Copy word for word the lines of data below, starting at the line that contains "the tree, one" and stopping after the line that contains "60), (242, 60)]".

Rows from a pointing dataset:
--- BEGIN ---

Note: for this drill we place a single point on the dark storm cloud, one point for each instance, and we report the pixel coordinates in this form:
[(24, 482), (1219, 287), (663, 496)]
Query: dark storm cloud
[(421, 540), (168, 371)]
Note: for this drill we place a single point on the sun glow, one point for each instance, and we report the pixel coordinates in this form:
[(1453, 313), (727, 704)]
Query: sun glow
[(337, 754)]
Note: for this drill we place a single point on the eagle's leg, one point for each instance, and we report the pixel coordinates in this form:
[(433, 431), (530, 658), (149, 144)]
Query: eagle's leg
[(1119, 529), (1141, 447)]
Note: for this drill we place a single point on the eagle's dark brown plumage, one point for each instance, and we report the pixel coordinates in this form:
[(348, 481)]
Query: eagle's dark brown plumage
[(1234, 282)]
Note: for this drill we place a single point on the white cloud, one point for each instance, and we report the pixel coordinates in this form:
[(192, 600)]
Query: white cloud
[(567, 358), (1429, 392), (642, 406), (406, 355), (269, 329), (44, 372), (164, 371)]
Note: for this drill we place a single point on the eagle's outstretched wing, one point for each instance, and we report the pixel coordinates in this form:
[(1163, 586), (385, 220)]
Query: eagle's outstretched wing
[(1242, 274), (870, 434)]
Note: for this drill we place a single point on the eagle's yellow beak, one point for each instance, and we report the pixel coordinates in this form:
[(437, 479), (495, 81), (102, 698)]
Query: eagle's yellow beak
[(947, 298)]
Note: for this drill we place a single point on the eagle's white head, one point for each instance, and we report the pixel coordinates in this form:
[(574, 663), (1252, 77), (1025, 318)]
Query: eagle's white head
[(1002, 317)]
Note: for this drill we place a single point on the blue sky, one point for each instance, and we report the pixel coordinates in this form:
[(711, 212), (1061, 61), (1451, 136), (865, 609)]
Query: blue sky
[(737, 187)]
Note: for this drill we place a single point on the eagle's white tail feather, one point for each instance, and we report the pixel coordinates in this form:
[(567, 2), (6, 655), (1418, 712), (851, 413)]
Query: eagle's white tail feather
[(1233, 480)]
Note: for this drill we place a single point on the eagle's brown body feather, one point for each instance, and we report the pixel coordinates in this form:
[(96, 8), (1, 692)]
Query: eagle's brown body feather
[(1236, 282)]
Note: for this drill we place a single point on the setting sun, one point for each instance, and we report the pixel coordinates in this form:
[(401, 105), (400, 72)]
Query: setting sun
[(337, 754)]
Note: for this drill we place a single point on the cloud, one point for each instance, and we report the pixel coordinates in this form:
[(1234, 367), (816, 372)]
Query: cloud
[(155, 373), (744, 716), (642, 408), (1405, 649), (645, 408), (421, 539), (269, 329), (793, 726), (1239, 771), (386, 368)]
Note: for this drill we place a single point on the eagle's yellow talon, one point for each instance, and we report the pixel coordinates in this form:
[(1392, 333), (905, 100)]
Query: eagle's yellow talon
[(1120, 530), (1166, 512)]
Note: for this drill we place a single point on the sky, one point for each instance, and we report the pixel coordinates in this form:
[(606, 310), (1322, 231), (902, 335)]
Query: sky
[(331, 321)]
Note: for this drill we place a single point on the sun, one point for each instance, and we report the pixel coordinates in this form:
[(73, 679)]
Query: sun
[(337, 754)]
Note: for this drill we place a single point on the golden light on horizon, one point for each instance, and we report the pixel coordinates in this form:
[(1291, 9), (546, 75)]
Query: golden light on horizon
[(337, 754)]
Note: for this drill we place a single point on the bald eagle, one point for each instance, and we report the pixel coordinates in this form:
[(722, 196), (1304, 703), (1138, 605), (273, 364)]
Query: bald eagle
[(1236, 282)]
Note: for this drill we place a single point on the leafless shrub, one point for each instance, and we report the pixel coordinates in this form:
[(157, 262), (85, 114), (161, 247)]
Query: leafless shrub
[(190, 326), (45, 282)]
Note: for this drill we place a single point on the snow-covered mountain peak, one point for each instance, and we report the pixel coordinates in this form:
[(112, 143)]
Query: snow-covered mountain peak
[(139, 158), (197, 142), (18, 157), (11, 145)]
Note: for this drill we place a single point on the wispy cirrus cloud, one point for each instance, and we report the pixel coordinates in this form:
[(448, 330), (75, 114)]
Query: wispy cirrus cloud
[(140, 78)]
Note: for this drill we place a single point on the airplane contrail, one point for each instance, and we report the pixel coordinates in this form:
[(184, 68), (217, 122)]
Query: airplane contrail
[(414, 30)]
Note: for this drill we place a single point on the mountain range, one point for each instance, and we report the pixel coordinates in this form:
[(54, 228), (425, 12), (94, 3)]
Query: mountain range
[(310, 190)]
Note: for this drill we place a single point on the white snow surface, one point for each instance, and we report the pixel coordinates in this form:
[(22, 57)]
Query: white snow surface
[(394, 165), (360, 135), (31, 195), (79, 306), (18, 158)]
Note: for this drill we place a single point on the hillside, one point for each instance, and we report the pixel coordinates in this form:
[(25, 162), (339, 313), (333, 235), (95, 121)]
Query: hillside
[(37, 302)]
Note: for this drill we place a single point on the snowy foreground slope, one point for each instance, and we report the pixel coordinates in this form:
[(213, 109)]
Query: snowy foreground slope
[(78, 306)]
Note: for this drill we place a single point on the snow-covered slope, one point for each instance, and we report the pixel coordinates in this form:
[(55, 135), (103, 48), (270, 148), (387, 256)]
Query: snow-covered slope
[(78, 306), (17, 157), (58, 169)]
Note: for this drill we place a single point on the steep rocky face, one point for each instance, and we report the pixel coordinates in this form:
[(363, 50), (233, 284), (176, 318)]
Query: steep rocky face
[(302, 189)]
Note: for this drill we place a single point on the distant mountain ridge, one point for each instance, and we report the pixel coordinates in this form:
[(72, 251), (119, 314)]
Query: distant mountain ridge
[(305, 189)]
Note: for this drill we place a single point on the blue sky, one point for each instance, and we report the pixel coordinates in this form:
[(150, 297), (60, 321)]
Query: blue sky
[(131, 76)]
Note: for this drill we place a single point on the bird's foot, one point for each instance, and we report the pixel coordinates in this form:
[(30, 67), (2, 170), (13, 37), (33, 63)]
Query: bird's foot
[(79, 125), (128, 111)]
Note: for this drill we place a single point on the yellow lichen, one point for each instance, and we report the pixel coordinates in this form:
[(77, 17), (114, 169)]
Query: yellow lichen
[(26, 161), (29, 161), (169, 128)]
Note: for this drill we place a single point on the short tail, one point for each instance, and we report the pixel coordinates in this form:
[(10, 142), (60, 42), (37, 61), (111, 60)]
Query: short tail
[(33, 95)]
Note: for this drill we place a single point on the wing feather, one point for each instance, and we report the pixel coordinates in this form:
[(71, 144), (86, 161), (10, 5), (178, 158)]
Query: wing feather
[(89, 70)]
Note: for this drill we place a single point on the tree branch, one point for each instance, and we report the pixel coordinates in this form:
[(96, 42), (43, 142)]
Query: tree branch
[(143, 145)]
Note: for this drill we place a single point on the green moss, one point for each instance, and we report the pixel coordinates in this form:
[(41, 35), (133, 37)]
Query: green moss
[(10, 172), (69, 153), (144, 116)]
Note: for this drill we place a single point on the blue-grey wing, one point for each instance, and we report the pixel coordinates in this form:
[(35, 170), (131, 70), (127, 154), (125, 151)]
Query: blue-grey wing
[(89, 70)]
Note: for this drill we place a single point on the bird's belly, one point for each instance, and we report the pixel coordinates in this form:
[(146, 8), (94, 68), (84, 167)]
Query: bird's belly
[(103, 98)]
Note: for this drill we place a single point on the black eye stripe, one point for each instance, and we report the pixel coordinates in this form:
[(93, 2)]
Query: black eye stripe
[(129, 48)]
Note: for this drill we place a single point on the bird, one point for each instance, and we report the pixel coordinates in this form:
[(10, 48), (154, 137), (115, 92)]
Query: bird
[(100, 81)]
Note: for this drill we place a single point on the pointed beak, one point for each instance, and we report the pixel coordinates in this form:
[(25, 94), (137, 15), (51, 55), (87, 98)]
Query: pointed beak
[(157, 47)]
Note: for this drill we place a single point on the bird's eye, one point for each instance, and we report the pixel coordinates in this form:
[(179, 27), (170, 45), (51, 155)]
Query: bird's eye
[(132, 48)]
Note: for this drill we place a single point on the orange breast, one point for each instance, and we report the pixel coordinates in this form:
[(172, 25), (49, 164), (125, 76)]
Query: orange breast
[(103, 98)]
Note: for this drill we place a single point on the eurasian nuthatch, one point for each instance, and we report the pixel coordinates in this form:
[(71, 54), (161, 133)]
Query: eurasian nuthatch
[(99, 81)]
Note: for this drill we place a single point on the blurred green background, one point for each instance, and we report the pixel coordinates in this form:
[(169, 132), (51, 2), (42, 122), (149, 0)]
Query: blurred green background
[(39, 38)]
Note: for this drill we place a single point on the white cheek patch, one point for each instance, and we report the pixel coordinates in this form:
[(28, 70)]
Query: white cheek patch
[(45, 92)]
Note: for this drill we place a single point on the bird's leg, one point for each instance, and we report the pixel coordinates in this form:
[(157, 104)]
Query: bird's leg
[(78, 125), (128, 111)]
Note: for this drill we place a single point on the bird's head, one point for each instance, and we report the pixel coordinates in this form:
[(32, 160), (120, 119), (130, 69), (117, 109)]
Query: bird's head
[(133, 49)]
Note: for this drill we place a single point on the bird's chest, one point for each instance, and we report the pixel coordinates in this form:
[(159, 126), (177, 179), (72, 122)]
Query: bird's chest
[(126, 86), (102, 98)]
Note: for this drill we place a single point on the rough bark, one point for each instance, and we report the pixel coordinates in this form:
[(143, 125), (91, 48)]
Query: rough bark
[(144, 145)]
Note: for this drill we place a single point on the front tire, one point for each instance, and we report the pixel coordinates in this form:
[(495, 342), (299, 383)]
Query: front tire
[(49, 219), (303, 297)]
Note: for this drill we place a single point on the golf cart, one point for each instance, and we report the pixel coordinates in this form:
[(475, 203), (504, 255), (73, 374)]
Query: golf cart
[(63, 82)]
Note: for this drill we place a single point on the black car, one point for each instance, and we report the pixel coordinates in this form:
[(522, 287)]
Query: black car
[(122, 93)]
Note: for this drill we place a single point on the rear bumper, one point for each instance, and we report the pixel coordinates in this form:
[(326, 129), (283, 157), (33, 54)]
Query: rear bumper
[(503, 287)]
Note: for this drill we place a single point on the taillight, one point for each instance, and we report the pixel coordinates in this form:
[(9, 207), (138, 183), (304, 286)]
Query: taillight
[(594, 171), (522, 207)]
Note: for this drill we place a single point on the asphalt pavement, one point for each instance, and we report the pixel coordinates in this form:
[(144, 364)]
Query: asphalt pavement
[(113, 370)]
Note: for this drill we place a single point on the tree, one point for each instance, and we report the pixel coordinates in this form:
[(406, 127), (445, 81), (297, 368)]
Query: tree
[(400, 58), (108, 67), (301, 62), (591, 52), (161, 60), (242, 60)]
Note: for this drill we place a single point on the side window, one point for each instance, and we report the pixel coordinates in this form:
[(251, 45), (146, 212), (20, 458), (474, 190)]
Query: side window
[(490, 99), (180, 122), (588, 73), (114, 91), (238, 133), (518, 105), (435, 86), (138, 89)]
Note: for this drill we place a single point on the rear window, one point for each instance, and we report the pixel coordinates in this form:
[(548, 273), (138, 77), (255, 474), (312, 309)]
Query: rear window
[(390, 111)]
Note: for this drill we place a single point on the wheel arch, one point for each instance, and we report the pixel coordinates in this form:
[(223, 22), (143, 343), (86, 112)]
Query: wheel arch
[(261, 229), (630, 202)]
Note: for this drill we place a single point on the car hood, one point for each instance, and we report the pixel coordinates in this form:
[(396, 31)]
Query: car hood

--- END ---

- **Reply to the task**
Note: for this drill we place a single point on the tree, one point for each instance, and we report the pixel coordinates in this form:
[(406, 127), (445, 81), (297, 368)]
Query: tree
[(400, 58), (108, 67), (301, 62), (591, 52), (161, 60), (242, 60)]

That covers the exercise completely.